**Task item:** Could you return the listing below exactly, with every line intact?

╭─ Record extracts

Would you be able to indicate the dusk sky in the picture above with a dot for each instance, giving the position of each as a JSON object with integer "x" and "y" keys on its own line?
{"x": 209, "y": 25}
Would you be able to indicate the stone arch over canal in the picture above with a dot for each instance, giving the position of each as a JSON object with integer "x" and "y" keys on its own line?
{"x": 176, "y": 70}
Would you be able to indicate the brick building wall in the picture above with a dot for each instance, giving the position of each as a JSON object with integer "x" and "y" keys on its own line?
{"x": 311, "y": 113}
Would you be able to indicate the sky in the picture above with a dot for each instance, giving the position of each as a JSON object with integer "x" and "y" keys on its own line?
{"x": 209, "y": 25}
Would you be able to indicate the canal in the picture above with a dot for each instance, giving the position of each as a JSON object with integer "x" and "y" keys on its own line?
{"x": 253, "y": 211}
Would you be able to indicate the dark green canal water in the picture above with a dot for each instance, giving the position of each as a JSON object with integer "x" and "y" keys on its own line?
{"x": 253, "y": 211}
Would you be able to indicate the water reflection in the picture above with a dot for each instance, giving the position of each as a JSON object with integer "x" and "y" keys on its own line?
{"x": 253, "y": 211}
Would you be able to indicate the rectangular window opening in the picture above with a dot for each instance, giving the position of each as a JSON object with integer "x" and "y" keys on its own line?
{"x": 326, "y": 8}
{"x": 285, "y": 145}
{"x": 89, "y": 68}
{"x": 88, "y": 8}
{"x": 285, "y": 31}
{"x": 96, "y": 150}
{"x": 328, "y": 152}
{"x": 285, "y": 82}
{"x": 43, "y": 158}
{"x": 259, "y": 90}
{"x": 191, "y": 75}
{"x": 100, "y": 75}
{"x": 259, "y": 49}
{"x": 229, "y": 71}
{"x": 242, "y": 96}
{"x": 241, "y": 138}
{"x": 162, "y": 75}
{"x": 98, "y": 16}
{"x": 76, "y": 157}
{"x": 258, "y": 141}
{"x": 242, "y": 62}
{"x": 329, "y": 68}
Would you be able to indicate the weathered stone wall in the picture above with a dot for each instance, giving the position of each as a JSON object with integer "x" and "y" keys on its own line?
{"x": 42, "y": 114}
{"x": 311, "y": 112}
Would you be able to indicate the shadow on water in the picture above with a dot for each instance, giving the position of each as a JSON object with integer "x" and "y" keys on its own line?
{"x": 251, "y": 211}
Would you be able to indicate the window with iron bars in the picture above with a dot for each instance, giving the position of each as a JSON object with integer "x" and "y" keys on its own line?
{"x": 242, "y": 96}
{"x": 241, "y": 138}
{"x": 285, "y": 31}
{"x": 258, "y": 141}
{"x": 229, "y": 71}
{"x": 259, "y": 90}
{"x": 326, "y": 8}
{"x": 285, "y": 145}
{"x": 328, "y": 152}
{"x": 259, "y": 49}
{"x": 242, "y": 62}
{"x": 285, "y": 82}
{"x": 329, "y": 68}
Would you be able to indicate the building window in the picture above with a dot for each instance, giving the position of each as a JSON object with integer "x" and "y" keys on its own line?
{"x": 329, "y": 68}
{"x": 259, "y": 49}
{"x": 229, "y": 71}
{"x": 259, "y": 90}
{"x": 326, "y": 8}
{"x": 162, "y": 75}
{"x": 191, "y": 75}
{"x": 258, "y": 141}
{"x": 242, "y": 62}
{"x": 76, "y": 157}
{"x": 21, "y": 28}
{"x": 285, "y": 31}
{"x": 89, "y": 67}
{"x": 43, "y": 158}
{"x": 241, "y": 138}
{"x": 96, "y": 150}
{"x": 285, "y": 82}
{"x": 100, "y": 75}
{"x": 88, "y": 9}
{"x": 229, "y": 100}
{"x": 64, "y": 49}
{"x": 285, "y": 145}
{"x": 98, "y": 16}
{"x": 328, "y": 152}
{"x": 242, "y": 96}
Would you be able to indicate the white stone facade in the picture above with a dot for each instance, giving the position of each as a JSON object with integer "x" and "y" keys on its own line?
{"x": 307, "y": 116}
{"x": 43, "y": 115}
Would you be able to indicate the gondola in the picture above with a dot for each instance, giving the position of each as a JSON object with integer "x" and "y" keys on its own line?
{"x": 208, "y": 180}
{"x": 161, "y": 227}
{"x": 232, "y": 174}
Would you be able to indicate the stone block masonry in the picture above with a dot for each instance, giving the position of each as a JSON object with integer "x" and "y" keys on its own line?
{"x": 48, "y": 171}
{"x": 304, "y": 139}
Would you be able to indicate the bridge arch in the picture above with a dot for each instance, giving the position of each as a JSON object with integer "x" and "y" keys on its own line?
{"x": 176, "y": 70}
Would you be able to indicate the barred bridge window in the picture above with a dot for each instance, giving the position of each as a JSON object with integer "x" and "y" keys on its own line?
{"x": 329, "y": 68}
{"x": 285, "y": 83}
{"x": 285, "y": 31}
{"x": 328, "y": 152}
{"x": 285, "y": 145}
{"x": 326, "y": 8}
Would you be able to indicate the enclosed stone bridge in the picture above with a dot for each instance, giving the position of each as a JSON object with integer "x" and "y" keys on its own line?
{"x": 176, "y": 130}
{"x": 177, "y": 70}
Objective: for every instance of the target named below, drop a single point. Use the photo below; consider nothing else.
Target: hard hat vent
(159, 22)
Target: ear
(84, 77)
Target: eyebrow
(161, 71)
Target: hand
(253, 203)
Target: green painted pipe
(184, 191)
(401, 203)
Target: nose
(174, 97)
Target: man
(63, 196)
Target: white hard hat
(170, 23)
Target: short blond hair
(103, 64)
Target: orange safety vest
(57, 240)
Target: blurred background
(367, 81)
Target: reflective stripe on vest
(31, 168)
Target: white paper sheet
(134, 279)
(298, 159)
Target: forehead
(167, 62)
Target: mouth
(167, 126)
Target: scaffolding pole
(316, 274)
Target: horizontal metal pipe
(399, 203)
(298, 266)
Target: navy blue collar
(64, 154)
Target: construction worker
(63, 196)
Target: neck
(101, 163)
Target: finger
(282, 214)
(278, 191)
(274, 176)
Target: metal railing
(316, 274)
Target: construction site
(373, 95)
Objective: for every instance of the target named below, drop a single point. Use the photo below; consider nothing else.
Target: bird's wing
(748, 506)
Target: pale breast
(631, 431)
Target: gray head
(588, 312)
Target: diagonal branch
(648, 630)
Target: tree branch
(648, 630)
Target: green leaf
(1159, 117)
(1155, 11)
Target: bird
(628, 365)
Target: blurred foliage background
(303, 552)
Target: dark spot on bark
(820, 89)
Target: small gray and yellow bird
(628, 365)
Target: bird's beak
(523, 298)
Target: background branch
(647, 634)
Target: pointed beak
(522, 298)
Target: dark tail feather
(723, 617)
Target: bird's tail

╰─

**Response to the exercise:**
Would you be able to indicate the dusk sky in the picture above with a dot for each instance, giving the position of each as a JSON object with integer "x" and "y" keys on its own line?
{"x": 209, "y": 25}
Would you be able to indicate the stone arch over canal in the picture above with a dot for each instance, giving the position of each as a JSON object with integer "x" and "y" keys on its own line?
{"x": 176, "y": 70}
Would you be able to indicate the brick building wall in the picture above with a dot for each instance, giving the position of each as a JSON object with integer "x" and "y" keys on its own line?
{"x": 311, "y": 113}
Would you be able to indicate the sky in the picture above with a dot for each instance, giving the position of each as a JSON object with integer "x" and "y" keys on its own line?
{"x": 209, "y": 25}
Would you be able to indicate the canal in the picture above with a dot for each instance, giving the position of each as a JSON object with integer "x" and "y" keys on its own line?
{"x": 253, "y": 211}
Would you be able to indicate the dark green canal water in the picture above with a dot for each instance, giving the position of each as a JSON object with integer "x" and "y" keys on its own line?
{"x": 253, "y": 211}
Would you be able to indicate the water reflection in the picture above with a dot for each instance, giving the position of each as a JSON object with integer "x" and "y" keys on its own line?
{"x": 253, "y": 211}
Would you be able to indicate the rectangular window opening in the picture above with a dot for each instance, giving the position of each as a JSON object with integer "x" and "y" keys on its own line?
{"x": 326, "y": 8}
{"x": 285, "y": 145}
{"x": 89, "y": 68}
{"x": 88, "y": 8}
{"x": 285, "y": 31}
{"x": 96, "y": 150}
{"x": 328, "y": 152}
{"x": 285, "y": 82}
{"x": 43, "y": 158}
{"x": 259, "y": 90}
{"x": 191, "y": 75}
{"x": 100, "y": 75}
{"x": 259, "y": 49}
{"x": 229, "y": 71}
{"x": 242, "y": 96}
{"x": 241, "y": 138}
{"x": 162, "y": 75}
{"x": 98, "y": 16}
{"x": 76, "y": 157}
{"x": 258, "y": 141}
{"x": 242, "y": 62}
{"x": 329, "y": 68}
Would you be able to indicate the weathered stone wall in the picture above with a dot for each instance, giving the position of each as a JSON object with integer "x" and "y" keys on its own line?
{"x": 42, "y": 114}
{"x": 311, "y": 112}
Would you be able to indicate the shadow on water in the picture above with a dot for each instance, giving the position of each as a JSON object with integer "x" and "y" keys on its own line?
{"x": 251, "y": 211}
Would you be able to indicate the window with iron bars in the picture above with a dot for each instance, giving the position of each as a JSON object with integer "x" and "y" keys on its own line?
{"x": 242, "y": 96}
{"x": 241, "y": 138}
{"x": 285, "y": 31}
{"x": 258, "y": 141}
{"x": 229, "y": 71}
{"x": 259, "y": 90}
{"x": 326, "y": 8}
{"x": 285, "y": 145}
{"x": 328, "y": 152}
{"x": 259, "y": 49}
{"x": 242, "y": 62}
{"x": 285, "y": 82}
{"x": 329, "y": 68}
Would you be able to indicate the building window in the picture above with a dot for each instance, giving the position of each as a JSON object with integer "x" and "y" keys on its own line?
{"x": 329, "y": 68}
{"x": 259, "y": 49}
{"x": 229, "y": 71}
{"x": 259, "y": 90}
{"x": 326, "y": 8}
{"x": 162, "y": 75}
{"x": 191, "y": 75}
{"x": 258, "y": 141}
{"x": 242, "y": 62}
{"x": 76, "y": 157}
{"x": 21, "y": 28}
{"x": 285, "y": 31}
{"x": 89, "y": 67}
{"x": 43, "y": 158}
{"x": 241, "y": 138}
{"x": 96, "y": 150}
{"x": 285, "y": 82}
{"x": 100, "y": 75}
{"x": 88, "y": 9}
{"x": 229, "y": 100}
{"x": 64, "y": 49}
{"x": 285, "y": 145}
{"x": 98, "y": 16}
{"x": 328, "y": 152}
{"x": 242, "y": 96}
Would you be able to indicate the white stone facade in the picture above with a dot for each instance, giving the position of each as a JSON object with integer "x" and "y" keys on its own line?
{"x": 307, "y": 116}
{"x": 43, "y": 115}
Would you be able to indicate the gondola in the picture above with a dot for each instance, giving the position of each as a JSON object with integer "x" and "y" keys on its own line?
{"x": 208, "y": 180}
{"x": 161, "y": 227}
{"x": 232, "y": 174}
Would you be able to indicate the stone block masonry in the picture above with a dot for each instance, giving the position of each as a JSON object with integer "x" and "y" keys on its own line?
{"x": 48, "y": 171}
{"x": 304, "y": 139}
Would you be able to indicate the bridge arch in the picture above with a dot for each instance, giving the position of each as a JSON object with integer "x" and "y" keys on its own line?
{"x": 176, "y": 70}
Would you be able to indicate the barred bridge window in the picture above with a dot for each instance, giving the position of each as a JSON object with integer "x" and "y" keys on its own line?
{"x": 329, "y": 68}
{"x": 285, "y": 83}
{"x": 285, "y": 31}
{"x": 328, "y": 152}
{"x": 285, "y": 145}
{"x": 326, "y": 8}
Would you be able to indicate the enclosed stone bridge in the picture above with a dot for each instance, giving the position of each as a JSON object with integer "x" and "y" keys on its own line?
{"x": 176, "y": 130}
{"x": 177, "y": 70}
Objective: for every instance of the target named below, drop a single point. Use the photo below; consider nothing else.
Target: hard hat vent
(159, 22)
Target: ear
(84, 77)
Target: eyebrow
(161, 71)
Target: hand
(253, 203)
Target: green painted pipe
(184, 191)
(401, 203)
Target: nose
(174, 97)
Target: man
(63, 196)
Target: white hard hat
(170, 23)
Target: short blond hair
(103, 64)
Target: orange safety vest
(57, 240)
Target: blurred background
(367, 81)
Target: reflective stripe on vest
(31, 168)
Target: white paper sheet
(134, 279)
(298, 159)
Target: forehead
(167, 62)
Target: mouth
(167, 126)
Target: scaffolding pole
(316, 274)
Target: horizontal metal pipe
(399, 203)
(298, 266)
Target: navy blue collar
(64, 154)
Target: construction worker
(63, 196)
Target: neck
(101, 163)
Target: finger
(282, 214)
(278, 191)
(274, 176)
Target: metal railing
(316, 274)
Target: construction site
(373, 95)
Objective: for every instance of the target named below, drop a single point. Use the photo below; consider nothing else.
Target: bird's wing
(748, 506)
Target: pale breast
(631, 431)
Target: gray head
(588, 312)
Target: diagonal branch
(648, 630)
Target: tree branch
(648, 630)
Target: green leaf
(1159, 117)
(1155, 11)
Target: bird
(628, 365)
Target: blurred foliage background
(303, 552)
Target: dark spot on bark
(820, 89)
Target: small gray and yellow bird
(628, 365)
Target: bird's beak
(523, 298)
Target: background branch
(647, 634)
Target: pointed beak
(522, 298)
Target: dark tail feather
(723, 617)
Target: bird's tail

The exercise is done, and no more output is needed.